_Prompt_:
Present the entries as a Markdown table with the columns No. and Line, one row per line and blank lines omitted. Begin at the first line of the entries and stop after the line that contains "47 111 L 34".

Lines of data
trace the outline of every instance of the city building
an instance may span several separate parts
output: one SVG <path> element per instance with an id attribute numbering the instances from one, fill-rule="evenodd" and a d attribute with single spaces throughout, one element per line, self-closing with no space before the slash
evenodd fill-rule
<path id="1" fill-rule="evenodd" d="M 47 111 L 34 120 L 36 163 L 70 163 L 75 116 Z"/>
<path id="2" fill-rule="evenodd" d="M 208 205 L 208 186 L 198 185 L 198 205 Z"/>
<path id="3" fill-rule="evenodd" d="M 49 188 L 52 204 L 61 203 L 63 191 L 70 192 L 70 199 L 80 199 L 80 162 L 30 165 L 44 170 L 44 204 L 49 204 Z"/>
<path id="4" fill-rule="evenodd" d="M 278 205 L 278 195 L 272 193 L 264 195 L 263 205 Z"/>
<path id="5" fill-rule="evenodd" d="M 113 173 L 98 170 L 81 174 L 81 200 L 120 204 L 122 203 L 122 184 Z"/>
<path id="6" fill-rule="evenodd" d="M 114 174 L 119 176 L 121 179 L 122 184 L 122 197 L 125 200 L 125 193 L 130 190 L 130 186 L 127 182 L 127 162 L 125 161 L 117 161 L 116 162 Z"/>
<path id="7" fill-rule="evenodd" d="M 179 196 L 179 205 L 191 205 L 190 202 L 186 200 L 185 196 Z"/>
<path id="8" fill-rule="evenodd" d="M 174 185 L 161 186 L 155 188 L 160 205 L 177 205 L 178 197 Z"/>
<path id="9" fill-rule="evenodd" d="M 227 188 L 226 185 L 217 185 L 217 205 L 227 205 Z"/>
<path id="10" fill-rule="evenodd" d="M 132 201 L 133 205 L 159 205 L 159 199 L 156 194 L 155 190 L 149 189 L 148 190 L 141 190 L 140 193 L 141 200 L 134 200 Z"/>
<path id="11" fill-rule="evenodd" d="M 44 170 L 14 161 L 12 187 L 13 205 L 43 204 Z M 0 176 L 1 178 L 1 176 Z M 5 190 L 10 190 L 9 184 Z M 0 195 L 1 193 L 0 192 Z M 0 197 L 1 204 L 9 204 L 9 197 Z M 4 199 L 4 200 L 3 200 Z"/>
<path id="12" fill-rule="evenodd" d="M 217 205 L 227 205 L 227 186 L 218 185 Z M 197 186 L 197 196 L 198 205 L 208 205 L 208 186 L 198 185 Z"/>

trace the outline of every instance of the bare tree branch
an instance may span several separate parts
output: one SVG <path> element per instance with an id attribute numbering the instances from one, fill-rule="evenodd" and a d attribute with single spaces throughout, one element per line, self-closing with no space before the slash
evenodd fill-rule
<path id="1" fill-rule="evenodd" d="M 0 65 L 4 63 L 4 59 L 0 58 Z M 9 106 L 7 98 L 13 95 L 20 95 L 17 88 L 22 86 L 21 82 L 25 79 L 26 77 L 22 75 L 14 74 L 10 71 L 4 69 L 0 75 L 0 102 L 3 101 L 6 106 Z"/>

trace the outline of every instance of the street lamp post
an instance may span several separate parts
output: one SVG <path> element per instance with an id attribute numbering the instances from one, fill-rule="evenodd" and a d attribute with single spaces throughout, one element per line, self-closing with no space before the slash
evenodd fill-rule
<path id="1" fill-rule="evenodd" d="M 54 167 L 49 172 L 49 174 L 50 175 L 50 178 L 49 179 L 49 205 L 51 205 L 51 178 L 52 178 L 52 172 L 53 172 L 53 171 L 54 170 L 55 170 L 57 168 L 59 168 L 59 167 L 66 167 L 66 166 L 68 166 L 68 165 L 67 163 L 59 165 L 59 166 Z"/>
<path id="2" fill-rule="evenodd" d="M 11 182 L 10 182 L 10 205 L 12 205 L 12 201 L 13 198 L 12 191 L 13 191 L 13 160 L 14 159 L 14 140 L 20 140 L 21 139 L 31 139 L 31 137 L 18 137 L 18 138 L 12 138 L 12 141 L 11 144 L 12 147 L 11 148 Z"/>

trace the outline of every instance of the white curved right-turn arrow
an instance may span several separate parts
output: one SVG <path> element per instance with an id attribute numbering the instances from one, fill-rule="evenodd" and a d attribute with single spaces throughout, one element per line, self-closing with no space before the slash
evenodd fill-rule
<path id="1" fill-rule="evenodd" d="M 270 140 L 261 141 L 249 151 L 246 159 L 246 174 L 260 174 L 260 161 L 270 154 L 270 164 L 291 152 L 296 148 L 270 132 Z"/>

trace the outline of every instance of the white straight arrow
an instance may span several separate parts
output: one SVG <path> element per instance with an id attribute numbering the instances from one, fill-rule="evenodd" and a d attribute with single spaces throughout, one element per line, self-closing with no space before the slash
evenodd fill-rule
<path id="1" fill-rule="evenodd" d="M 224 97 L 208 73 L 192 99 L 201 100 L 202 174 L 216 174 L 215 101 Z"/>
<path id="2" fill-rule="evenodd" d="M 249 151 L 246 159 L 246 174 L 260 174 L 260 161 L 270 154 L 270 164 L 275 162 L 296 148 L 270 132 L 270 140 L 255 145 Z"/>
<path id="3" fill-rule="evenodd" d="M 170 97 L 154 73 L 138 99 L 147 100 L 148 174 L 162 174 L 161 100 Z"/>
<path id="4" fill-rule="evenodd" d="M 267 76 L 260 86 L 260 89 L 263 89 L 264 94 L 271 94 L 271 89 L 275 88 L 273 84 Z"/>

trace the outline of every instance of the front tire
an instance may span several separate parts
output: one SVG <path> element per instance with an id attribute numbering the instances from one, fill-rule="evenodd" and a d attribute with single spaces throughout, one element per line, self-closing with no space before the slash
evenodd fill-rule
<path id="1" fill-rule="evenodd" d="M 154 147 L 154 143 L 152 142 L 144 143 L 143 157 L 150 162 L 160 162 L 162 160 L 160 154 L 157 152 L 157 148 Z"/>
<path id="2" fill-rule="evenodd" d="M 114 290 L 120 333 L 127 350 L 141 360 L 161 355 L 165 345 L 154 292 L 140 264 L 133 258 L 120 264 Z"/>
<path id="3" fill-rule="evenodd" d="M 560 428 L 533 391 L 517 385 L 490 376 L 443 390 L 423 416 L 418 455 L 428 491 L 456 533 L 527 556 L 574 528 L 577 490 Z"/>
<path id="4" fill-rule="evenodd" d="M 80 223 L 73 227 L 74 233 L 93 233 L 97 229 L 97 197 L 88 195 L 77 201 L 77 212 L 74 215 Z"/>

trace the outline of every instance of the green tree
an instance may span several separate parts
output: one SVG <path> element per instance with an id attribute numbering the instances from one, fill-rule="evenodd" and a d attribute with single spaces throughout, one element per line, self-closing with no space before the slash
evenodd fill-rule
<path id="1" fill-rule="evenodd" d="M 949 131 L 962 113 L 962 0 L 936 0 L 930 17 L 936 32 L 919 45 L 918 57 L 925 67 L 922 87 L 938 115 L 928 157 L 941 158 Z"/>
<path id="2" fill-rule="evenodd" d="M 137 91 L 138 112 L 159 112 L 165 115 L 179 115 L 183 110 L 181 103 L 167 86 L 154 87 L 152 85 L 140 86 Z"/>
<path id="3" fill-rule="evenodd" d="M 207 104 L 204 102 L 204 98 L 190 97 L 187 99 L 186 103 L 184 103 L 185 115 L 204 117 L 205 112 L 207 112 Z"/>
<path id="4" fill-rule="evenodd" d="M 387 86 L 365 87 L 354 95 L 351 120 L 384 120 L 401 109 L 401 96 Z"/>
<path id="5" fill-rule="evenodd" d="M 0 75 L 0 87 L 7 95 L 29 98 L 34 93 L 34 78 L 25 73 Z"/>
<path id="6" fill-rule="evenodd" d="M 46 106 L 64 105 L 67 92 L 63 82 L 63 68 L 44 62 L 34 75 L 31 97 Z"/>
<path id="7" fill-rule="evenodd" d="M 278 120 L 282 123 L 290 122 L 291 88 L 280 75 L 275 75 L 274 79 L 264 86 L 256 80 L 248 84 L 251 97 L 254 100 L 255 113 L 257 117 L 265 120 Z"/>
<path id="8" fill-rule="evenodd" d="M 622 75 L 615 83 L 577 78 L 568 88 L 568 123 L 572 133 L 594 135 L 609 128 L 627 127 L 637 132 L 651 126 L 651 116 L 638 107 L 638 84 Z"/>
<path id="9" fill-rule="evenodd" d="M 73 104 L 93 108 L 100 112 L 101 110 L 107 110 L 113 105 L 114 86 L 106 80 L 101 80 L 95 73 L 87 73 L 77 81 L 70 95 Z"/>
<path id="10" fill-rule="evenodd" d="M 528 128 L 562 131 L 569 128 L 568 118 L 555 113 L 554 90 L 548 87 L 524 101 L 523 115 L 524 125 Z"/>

_Answer to the exercise_:
| No. | Line |
|---|---|
| 1 | trace the outline of every instance of the city building |
| 2 | an instance may span several separate parts |
| 3 | output: one SVG <path> element per instance with an id attribute numbering the instances from one, fill-rule="evenodd" and a d attribute with single spaces throughout, one element per line, self-closing with no space before the slash |
| 4 | evenodd fill-rule |
| 5 | <path id="1" fill-rule="evenodd" d="M 47 111 L 34 120 L 36 163 L 70 163 L 75 116 Z"/> |